Données fournies:
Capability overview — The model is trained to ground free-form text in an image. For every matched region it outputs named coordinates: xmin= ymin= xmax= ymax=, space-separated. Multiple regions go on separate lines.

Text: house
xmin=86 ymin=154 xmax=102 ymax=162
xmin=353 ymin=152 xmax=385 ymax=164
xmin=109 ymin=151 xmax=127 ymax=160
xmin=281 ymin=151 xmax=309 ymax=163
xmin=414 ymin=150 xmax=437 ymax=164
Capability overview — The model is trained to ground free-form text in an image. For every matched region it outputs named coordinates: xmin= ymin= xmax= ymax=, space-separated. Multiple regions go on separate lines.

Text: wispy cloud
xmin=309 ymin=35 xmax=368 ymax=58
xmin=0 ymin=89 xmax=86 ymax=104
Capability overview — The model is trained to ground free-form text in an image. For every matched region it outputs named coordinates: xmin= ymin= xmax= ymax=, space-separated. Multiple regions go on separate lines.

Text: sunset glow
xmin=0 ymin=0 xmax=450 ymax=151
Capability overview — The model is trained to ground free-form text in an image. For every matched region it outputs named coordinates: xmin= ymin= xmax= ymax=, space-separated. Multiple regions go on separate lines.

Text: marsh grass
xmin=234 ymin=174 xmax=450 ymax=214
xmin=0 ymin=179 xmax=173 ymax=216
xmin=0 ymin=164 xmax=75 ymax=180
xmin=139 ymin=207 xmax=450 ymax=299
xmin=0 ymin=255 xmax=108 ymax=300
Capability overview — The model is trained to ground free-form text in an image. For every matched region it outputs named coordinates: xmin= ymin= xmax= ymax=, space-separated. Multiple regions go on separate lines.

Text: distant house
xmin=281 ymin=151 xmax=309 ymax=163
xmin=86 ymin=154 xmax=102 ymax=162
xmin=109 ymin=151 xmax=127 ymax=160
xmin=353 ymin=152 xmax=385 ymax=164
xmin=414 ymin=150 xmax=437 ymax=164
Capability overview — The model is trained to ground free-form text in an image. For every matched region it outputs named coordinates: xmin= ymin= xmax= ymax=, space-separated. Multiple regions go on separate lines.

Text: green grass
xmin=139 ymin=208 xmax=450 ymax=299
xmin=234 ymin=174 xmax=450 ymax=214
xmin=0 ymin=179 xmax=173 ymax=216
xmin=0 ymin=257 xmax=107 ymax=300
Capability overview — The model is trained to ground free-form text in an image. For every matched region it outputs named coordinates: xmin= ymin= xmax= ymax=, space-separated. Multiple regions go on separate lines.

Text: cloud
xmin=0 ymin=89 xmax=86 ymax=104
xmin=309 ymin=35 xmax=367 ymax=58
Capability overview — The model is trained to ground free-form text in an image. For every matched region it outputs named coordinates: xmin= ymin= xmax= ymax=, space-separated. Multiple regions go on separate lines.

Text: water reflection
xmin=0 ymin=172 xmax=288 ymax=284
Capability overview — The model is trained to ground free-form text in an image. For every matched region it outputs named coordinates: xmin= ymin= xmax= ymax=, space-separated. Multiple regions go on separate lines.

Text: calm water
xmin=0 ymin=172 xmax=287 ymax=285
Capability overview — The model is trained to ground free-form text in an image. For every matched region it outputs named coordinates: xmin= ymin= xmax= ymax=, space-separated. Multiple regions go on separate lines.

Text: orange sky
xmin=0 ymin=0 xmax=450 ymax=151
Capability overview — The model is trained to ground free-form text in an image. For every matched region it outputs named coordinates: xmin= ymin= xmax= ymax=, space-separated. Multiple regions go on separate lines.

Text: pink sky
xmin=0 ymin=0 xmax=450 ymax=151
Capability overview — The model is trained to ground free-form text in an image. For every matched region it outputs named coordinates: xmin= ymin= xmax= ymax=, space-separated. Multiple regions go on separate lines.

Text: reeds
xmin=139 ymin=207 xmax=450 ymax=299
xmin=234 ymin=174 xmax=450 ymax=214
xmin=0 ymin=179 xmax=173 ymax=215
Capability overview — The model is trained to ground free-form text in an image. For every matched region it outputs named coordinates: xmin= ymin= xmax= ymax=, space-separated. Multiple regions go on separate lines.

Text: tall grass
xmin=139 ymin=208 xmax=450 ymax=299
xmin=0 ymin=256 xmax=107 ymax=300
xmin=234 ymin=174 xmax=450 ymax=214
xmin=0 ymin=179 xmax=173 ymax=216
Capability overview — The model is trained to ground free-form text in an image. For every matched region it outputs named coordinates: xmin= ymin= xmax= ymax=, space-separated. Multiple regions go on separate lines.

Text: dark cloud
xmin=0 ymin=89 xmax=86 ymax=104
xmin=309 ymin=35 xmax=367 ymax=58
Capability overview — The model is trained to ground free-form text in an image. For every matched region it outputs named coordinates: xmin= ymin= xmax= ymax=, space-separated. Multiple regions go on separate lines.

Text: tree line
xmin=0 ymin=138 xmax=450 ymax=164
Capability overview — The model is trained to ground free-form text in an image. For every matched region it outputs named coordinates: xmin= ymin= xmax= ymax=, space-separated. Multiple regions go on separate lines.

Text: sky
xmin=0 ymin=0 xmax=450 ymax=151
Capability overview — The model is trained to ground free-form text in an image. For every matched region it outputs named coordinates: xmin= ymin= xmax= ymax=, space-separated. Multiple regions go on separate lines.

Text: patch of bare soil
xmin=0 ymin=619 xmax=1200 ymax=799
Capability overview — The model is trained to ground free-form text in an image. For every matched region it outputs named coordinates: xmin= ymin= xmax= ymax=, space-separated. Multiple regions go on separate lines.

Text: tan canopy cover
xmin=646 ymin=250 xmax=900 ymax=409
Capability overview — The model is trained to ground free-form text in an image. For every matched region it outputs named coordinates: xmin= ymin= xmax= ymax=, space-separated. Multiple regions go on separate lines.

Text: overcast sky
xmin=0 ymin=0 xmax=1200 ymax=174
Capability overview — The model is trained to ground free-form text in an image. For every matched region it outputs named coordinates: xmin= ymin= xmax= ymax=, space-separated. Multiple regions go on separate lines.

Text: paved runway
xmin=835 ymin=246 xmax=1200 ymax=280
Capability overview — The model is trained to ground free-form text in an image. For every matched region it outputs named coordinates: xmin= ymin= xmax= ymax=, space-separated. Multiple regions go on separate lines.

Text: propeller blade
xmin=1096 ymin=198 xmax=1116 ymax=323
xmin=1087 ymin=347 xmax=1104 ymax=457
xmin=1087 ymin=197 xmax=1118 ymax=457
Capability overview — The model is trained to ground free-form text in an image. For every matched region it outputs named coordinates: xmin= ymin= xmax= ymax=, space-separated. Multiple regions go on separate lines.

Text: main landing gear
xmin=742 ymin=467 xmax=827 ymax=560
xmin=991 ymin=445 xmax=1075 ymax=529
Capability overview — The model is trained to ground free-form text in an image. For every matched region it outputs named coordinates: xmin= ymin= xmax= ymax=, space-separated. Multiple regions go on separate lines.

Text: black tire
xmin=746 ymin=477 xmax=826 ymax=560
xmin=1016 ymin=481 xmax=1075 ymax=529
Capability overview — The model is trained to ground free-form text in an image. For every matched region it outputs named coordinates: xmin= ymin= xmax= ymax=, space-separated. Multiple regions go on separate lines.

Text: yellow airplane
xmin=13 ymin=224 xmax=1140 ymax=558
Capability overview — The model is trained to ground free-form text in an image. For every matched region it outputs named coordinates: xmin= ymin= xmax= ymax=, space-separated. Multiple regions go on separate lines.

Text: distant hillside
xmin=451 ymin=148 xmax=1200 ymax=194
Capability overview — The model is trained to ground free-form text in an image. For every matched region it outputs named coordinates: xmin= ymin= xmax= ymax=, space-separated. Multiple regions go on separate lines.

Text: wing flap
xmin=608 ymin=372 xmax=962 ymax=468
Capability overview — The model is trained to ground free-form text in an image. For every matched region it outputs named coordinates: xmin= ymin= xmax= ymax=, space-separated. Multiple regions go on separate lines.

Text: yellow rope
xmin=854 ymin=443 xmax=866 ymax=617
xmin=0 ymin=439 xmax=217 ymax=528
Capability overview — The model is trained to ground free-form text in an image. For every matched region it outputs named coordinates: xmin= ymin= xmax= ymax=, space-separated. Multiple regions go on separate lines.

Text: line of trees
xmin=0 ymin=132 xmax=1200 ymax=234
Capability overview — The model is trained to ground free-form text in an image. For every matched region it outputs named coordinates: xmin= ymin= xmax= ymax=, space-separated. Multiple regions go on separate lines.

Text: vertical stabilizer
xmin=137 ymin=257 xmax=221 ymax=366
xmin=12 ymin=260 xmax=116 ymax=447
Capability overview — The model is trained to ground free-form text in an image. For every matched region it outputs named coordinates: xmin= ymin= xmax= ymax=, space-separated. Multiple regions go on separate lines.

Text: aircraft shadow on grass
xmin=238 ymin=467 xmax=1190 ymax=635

Consignes de l'exercice: Veuillez relever dans les éléments ci-dessus toutes les lignes où figure le mot « water », puis les recopier sans modification.

Réponse:
Text: water reflection
Text: calm water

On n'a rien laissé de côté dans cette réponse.